● **What the task requires**
Reproduce verbatim the lines beginning at the line that contains "I bet you can't find the ceiling fan in" and ending after the line that contains "58;32;66;40", both included.

● **Record extracts**
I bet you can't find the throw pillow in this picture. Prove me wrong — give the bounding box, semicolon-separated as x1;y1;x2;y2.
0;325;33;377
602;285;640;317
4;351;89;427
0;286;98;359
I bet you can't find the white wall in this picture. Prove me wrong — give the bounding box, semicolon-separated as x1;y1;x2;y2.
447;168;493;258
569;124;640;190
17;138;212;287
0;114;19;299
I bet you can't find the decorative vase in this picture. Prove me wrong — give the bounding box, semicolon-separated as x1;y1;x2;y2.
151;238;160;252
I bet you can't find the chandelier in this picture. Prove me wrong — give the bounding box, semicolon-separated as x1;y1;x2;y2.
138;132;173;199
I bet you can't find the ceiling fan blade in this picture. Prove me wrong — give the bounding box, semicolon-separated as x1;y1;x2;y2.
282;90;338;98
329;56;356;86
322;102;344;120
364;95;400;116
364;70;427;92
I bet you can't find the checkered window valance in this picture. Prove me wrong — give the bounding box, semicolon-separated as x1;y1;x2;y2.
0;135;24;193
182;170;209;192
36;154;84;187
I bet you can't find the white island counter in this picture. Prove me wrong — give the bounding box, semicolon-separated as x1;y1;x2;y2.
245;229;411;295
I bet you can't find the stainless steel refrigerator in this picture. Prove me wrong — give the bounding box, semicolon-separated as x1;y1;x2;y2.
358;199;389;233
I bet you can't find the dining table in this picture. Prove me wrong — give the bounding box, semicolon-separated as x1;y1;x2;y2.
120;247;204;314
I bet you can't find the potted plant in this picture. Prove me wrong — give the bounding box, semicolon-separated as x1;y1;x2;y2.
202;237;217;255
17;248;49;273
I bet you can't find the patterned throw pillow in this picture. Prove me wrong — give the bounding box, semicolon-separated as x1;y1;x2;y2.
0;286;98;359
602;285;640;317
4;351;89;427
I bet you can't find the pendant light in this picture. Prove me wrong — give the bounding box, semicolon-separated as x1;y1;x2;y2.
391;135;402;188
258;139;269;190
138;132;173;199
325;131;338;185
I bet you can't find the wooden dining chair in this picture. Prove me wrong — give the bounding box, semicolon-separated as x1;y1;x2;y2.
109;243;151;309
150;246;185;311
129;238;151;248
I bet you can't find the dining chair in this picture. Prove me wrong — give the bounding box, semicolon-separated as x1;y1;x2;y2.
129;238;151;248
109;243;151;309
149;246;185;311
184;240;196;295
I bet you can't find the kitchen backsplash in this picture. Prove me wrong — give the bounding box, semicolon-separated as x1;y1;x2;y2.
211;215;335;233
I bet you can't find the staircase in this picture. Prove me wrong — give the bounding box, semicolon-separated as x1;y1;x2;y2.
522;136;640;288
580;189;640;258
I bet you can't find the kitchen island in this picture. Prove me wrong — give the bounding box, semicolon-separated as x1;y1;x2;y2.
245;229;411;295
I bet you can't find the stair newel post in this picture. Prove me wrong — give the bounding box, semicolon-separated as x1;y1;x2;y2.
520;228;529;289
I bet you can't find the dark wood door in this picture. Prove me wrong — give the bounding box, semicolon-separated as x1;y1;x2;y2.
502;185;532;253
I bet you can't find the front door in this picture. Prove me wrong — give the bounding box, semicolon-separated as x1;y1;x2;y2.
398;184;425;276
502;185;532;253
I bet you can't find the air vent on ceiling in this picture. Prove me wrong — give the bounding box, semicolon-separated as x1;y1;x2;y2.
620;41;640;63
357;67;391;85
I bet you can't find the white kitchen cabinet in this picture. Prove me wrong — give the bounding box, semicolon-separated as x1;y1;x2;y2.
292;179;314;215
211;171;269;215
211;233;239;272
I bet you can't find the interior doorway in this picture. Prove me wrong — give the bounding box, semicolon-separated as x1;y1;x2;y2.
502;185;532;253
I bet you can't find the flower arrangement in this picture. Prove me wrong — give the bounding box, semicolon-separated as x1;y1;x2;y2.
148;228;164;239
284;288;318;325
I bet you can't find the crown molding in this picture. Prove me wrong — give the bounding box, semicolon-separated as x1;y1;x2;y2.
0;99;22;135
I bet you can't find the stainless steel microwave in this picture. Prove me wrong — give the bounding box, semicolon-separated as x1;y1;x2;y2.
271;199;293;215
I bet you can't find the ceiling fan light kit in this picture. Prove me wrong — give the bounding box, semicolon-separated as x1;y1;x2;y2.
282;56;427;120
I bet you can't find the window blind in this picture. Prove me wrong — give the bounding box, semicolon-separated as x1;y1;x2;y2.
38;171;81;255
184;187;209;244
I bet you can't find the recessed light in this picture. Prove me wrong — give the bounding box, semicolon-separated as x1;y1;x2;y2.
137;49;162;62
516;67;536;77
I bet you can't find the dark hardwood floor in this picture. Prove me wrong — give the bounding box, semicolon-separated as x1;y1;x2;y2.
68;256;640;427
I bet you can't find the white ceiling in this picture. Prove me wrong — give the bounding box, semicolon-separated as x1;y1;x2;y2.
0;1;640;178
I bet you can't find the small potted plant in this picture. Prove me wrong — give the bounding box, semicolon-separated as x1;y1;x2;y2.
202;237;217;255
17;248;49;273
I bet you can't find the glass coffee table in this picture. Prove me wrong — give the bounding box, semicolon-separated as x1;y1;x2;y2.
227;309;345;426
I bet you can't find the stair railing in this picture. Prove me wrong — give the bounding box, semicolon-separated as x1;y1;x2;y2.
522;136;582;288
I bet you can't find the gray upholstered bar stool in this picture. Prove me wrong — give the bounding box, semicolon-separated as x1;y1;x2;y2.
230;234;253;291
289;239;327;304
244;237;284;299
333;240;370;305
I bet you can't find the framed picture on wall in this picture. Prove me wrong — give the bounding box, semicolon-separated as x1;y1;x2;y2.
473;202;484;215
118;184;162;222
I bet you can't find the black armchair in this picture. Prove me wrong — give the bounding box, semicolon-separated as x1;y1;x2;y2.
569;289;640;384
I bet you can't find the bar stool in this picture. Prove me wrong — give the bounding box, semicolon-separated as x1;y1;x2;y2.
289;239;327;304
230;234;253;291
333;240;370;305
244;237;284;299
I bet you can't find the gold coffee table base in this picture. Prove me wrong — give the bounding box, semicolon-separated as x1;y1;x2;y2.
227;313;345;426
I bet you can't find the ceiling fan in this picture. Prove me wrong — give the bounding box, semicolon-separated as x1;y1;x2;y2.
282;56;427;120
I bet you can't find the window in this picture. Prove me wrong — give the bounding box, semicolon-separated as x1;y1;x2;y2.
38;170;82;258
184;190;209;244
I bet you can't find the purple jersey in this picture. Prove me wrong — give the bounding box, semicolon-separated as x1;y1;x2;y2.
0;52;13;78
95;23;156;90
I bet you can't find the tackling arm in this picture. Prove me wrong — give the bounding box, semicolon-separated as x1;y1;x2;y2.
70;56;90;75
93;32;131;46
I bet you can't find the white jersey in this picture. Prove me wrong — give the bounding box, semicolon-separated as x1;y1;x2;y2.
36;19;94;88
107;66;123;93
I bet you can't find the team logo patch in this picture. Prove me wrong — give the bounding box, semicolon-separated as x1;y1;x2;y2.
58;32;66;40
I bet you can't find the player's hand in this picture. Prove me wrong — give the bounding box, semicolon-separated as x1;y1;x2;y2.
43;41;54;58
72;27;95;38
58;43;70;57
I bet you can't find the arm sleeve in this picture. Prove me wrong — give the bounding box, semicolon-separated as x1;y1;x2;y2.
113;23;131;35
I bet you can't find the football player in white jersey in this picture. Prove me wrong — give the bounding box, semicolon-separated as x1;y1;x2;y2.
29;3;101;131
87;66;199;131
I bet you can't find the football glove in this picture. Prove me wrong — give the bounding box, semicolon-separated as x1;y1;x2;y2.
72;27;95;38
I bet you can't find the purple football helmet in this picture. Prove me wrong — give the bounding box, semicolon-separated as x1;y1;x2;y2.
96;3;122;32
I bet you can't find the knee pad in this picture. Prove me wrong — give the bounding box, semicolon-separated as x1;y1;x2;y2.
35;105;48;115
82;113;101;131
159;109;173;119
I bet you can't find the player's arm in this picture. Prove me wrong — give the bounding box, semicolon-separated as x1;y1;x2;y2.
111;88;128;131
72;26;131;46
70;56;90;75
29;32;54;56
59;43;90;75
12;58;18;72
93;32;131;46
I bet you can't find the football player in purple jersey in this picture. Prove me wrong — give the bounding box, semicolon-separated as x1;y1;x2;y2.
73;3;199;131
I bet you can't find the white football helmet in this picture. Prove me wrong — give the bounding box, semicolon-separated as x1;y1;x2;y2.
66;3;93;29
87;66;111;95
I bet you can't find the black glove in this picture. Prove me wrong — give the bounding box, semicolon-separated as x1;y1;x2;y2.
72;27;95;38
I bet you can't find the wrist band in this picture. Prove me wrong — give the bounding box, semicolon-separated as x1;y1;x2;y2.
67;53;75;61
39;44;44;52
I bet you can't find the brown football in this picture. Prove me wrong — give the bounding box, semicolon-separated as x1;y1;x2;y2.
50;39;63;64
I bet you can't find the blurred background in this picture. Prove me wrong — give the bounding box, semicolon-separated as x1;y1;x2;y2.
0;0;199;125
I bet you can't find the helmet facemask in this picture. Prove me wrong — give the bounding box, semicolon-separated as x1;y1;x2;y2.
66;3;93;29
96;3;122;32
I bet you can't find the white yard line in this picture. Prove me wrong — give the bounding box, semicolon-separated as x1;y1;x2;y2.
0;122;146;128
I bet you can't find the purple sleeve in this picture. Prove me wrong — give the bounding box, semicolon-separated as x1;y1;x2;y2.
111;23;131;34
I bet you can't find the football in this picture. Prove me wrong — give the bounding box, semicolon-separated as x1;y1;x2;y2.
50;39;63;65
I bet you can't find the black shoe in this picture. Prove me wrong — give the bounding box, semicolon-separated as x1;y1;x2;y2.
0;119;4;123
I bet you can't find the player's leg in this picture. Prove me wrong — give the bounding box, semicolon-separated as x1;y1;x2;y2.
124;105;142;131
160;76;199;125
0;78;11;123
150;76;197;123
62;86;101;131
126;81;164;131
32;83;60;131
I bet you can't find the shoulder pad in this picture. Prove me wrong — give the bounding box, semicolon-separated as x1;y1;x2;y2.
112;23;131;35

● **Answer for this exercise**
I bet you can't find the ceiling fan in this picture. Prove me wrong — give the bounding box, semicolon-separated as x1;y1;x2;y2.
282;56;427;120
I bet you can't find the window in this picture. Prove me wrong — give the bounding box, semicolon-separated as x1;y1;x2;y2.
38;170;82;258
184;190;209;244
I bet you can't find the purple jersey in this picture. Prove me wrong — give the bounding box, semicolon-separated as x1;y1;x2;y2.
0;52;13;78
95;23;156;90
I bet you can't find the tackling arm in this picture. Prove me wrong — give the bounding box, semicolon-separated as x1;y1;x2;y2.
70;56;90;75
93;32;131;46
I bet you can't find the white jersey in this picture. Prove me wrong — give the bounding box, semicolon-separated as x1;y1;x2;y2.
36;19;94;88
107;66;123;93
I bet you can't find the team logo patch in this picture. Prove me wrong — give the bounding box, semicolon-separated as x1;y1;x2;y2.
58;32;66;40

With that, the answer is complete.